» Opgave
Zet de tekst over het melden van geweldgebruik door politieambtenaren voort, te beginnen na de laatste zin.

» Geselecteerde tekst

● ● ● ● ●

Antwoord vraag 3 tot en met 6, 8 en 10
De melding van geweldgebruik door politieambtenaren is geregeld in de artikelen 17 t/m 19 van de Ambtsinstructie voor de politie, Koninklijke Marechaussee en buitengewoon opsporingsambtenaar. Hierin wordt aangegeven dat de ambtenaar die geweld heeft aangewend, dit geweldgebruik, de redenen daarvan en de daaruit voortvloeiende gevolgen onverwijld schriftelijk meldt aan zijn meerdere. In artikel 17 van de Ambtsinstructie wordt bovendien voorgeschreven dat de melding binnen 48 uur dient te geschieden in de vorm van een rapport in het geval de gevolgen van het aangewende geweld daartoe, naar het oordeel van de meerdere, aanleiding geven of wanneer gebruik is gemaakt van enig geweldmiddel, dan wel indien lichamelijk letsel of de dood is veroorzaakt. Dit rapport wordt in elk geval aan de meerdere aangeboden. Indien de aanwending van het geweld lichamelijk letsel van meer dan geringe betekenis tot gevolg heeft gehad en in alle gevallen waarin van een vuurwapen gebruik is gemaakt, dient het rapport tevens te worden gezonden aan de officier van justitie van het arrondissement waarbinnen het geweld is aangewend. Op basis van de geweldmelding kan de officier van justitie, bij schietgevallen waar personen door politiekogels zijn geraakt, een onderzoek laten instellen door de Rijksrecherche. In de circulaire van de ministers van Justitie en van Binnenlandse Zaken van 20 april 1994 (nrs. 430277/594/GBJ en EA94/U897) aan de regionale korpsbeheerders en de hoofdofficieren van justitie inzake het gebruik van het model van het rapport voor de melding van geweldgebruik is bovendien voorgeschreven dat het rapport dient te worden gezonden aan de Minister van Binnenlandse Zaken en Koninkrijksrelaties.

● ● ● ● ●

» Uittreksel dataset
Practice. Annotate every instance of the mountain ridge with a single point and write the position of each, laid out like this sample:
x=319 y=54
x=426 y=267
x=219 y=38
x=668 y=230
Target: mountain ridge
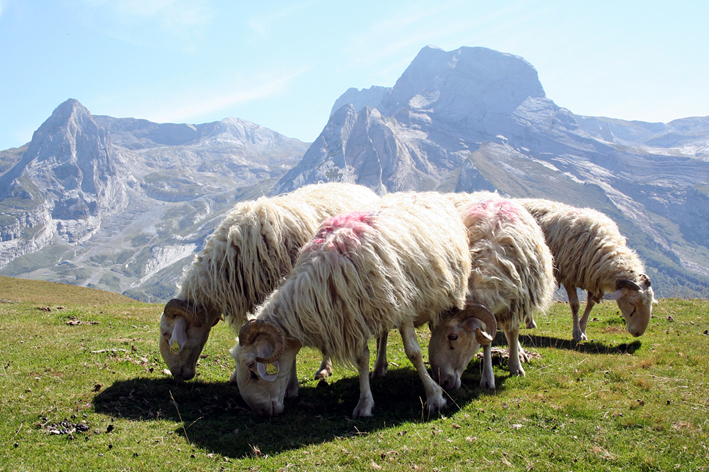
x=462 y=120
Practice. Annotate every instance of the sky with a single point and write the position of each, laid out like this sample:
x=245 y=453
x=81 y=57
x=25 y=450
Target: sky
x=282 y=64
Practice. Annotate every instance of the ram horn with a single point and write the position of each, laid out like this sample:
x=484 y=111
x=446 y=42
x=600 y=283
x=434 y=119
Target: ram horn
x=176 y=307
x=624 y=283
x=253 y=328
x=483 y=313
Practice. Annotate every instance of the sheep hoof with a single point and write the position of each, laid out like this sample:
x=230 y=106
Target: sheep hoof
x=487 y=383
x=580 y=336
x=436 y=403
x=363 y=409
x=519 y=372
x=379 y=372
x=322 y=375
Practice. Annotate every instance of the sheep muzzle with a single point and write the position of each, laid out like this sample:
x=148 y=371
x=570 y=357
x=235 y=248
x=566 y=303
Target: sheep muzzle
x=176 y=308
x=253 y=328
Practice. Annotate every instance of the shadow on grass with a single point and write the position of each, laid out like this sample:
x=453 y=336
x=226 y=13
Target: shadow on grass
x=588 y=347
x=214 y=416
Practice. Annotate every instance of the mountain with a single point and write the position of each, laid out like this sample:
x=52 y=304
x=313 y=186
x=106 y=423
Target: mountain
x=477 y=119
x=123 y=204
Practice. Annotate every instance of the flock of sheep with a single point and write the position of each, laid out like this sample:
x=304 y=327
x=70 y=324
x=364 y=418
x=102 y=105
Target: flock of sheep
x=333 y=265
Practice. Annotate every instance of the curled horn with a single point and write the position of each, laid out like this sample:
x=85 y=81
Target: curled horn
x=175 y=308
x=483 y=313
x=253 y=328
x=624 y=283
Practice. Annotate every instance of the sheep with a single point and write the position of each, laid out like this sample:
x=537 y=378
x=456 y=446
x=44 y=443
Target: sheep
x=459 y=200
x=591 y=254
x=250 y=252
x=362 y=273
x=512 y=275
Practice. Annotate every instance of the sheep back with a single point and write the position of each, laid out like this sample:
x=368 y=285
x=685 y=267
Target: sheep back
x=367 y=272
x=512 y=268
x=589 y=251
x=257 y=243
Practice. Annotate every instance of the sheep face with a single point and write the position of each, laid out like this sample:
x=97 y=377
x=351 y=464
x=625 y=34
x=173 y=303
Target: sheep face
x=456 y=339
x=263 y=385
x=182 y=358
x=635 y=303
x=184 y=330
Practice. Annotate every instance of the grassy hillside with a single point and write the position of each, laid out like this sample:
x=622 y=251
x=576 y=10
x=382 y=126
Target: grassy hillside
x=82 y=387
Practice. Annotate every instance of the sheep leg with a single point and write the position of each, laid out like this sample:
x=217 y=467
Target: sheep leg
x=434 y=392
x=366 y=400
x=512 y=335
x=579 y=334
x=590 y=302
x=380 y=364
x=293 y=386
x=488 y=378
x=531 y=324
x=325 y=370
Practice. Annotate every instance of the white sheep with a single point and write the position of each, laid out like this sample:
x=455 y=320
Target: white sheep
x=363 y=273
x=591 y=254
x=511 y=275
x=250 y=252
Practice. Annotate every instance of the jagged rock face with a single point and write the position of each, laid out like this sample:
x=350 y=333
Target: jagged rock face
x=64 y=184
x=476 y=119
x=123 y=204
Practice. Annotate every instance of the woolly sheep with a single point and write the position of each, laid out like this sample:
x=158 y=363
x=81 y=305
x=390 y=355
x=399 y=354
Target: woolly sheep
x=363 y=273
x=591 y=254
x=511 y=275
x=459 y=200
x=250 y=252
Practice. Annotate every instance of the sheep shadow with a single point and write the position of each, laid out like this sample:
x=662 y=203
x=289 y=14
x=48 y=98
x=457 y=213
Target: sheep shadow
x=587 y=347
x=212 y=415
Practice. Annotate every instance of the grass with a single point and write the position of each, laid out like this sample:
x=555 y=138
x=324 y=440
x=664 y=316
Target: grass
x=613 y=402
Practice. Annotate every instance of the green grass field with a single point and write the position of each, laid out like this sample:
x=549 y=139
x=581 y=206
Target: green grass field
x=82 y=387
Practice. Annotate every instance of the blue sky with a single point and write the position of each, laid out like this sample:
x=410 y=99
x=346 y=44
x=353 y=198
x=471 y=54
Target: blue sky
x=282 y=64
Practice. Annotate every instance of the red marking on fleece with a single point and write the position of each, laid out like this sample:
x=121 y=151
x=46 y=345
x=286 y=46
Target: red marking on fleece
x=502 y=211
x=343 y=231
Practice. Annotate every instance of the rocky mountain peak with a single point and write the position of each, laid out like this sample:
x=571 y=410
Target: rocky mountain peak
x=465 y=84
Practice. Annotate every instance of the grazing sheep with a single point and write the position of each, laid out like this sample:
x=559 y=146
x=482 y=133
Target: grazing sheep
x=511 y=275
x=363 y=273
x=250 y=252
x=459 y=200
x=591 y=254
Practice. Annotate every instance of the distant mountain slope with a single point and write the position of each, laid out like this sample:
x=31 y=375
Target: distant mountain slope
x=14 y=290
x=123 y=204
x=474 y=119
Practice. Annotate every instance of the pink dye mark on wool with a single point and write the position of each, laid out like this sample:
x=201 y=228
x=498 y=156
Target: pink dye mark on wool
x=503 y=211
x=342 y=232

● ● ● ● ●

» Uitwerking
Het doel van de geweldmelding is om de beheerder inzicht te geven in de wijze waarop zijn ambtenaren omgaan met de bevoegdheid geweld te gebruiken.
Inzake geweldgebruik tegen de politie heeft een aantal politieregios het initiatief genomen om - samen met het openbaar ministerie -een geweldsprotocol op te stellen. Binnenkort zal door de Raad van Hoofdcommissarissen een landelijk geldend geweldsprotocol worden ingevoerd. In die protocollen is beschreven op welke manier politiemensen moeten handelen bij geweld en agressie, op welke manier het korps hiermee omgaat en hoe het openbaar ministerie hieraan een justitieel vervolg geeft. Het geweldsprotocol heeft een interne werking voor politie en justitie en is bedoeld als "steun in de rug" van de politiemensen. Daarnaast kan de korpsbeheerder binnen zijn korps uiteraard nadere regels stellen ten aanzien van de termijn waarbinnen en de situaties waarin hij wordt geïnformeerd over (ernstige) incidenten waarbij politiemensen zijn betrokken. Als vanzelfsprekend kunnen deze per regiokorps verschillen.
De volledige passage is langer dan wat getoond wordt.